Take the listing and give it again exactly, from its first line to its last line.

START Task input

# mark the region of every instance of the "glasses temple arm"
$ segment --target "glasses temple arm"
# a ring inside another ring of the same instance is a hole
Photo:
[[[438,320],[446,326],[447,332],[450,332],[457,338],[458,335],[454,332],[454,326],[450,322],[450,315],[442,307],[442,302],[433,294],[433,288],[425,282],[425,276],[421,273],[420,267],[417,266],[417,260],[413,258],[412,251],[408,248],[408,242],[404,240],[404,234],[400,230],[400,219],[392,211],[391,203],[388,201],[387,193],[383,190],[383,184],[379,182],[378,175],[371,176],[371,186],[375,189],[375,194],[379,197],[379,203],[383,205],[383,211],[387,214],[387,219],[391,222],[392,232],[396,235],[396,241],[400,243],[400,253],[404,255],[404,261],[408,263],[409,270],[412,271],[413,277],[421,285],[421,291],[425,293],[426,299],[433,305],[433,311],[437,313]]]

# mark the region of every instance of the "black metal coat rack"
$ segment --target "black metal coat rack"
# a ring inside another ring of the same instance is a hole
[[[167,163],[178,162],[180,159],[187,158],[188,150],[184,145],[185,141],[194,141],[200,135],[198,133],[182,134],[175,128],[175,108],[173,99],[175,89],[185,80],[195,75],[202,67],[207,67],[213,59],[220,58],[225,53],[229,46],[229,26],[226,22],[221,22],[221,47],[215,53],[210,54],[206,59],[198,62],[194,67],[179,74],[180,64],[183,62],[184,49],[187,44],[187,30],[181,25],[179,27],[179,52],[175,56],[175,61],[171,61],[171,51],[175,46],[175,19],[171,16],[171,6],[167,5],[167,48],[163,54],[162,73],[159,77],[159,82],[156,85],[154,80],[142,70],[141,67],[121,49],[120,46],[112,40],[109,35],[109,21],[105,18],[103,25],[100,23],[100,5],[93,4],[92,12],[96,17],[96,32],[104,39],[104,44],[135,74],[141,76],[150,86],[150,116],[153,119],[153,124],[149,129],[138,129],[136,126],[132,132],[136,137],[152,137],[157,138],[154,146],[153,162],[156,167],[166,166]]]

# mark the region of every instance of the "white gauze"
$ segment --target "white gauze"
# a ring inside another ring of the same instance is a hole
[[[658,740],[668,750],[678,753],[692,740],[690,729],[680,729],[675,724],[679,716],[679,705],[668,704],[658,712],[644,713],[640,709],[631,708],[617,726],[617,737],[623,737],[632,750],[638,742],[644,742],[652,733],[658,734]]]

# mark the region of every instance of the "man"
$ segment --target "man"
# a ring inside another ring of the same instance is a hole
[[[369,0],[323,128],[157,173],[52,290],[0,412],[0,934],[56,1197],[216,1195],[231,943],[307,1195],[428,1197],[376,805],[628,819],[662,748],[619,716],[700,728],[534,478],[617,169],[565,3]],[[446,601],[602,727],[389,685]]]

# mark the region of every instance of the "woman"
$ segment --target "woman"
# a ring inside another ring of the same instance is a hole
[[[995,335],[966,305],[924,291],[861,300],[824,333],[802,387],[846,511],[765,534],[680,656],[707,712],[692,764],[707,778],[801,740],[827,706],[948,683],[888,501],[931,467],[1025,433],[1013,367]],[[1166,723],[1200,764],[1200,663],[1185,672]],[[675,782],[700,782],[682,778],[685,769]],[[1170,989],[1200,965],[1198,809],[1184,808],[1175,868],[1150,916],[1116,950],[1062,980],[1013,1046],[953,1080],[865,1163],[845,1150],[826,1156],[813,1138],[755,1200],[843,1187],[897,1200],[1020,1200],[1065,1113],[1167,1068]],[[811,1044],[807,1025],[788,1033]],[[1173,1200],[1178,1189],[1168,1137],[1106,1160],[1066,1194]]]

END Task input

* [Your response]
# mark the region of every instance of the "glasses temple arm"
$ segment --target "glasses temple arm"
# a ring inside another ring of the same instance is a hole
Photo:
[[[438,320],[446,326],[447,332],[450,332],[457,338],[458,335],[454,332],[454,326],[450,322],[450,315],[442,307],[442,302],[433,294],[433,288],[425,282],[425,276],[421,273],[420,267],[417,266],[417,260],[413,258],[412,251],[408,248],[408,242],[404,240],[404,234],[400,230],[400,219],[392,211],[391,203],[388,201],[387,193],[383,190],[383,184],[379,182],[378,175],[371,176],[371,186],[375,189],[375,194],[379,197],[379,203],[383,205],[383,211],[387,214],[387,219],[391,222],[392,232],[396,235],[396,241],[400,243],[400,253],[404,255],[404,261],[408,263],[409,270],[412,271],[413,277],[421,285],[421,291],[425,293],[426,299],[433,305],[433,311],[437,313]]]

# mark the region of every instance of the "black metal coat rack"
$ segment --target "black metal coat rack"
# a ring inside another ring of the same instance is a hole
[[[167,163],[178,162],[180,159],[187,158],[188,150],[184,145],[185,141],[194,141],[200,135],[198,133],[182,134],[175,128],[175,108],[173,99],[175,89],[185,80],[195,75],[202,67],[207,67],[213,59],[220,58],[225,53],[229,46],[229,26],[226,22],[221,22],[221,47],[215,53],[210,54],[206,59],[198,62],[194,67],[179,74],[180,64],[183,62],[184,49],[187,44],[187,30],[181,25],[179,27],[179,52],[175,56],[175,61],[171,61],[171,51],[175,46],[175,19],[171,16],[171,6],[167,5],[167,48],[163,54],[162,73],[159,77],[159,82],[156,85],[154,80],[142,70],[141,67],[121,49],[120,46],[112,40],[109,35],[109,21],[105,18],[103,25],[100,23],[100,5],[93,4],[92,12],[96,17],[96,32],[104,39],[104,44],[135,74],[141,76],[150,86],[150,116],[153,119],[153,124],[149,129],[138,129],[136,126],[132,132],[136,137],[152,137],[157,138],[154,146],[153,162],[156,167],[166,166]]]

# mark the region of every instance of the "white gauze"
$ segment --target "white gauze"
# a ring inside another ring of the same instance is a hole
[[[658,740],[668,750],[678,753],[692,740],[690,729],[680,729],[675,724],[679,716],[679,705],[668,704],[658,712],[644,713],[640,709],[631,708],[617,726],[617,737],[623,737],[632,750],[638,742],[644,742],[652,733],[658,734]]]

# mark the region of every instance of the "man"
$ segment --target "man"
# a ring inside another ring of the same instance is a hole
[[[369,0],[323,128],[157,173],[52,290],[0,412],[0,934],[56,1197],[216,1195],[231,943],[307,1195],[428,1197],[376,805],[628,819],[662,748],[619,716],[700,728],[534,478],[617,169],[565,3]],[[446,601],[602,727],[389,685]]]

# mark the region of every instance of the "woman"
$ segment --target "woman"
# a ring inside another ring of the same instance is a hole
[[[995,335],[966,305],[924,291],[861,300],[824,333],[802,387],[846,511],[765,534],[680,656],[707,712],[692,764],[707,778],[801,740],[827,706],[948,683],[888,501],[931,467],[1025,433],[1013,367]],[[1166,723],[1200,764],[1200,663],[1185,672]],[[675,782],[700,782],[682,778],[685,769]],[[1170,989],[1200,965],[1198,809],[1184,808],[1175,868],[1150,916],[1116,950],[1062,980],[1013,1046],[953,1080],[865,1163],[845,1150],[826,1156],[813,1138],[755,1200],[843,1187],[897,1200],[1020,1200],[1065,1113],[1167,1068]],[[811,1044],[807,1025],[788,1033]],[[1173,1200],[1178,1189],[1168,1137],[1106,1160],[1066,1194]]]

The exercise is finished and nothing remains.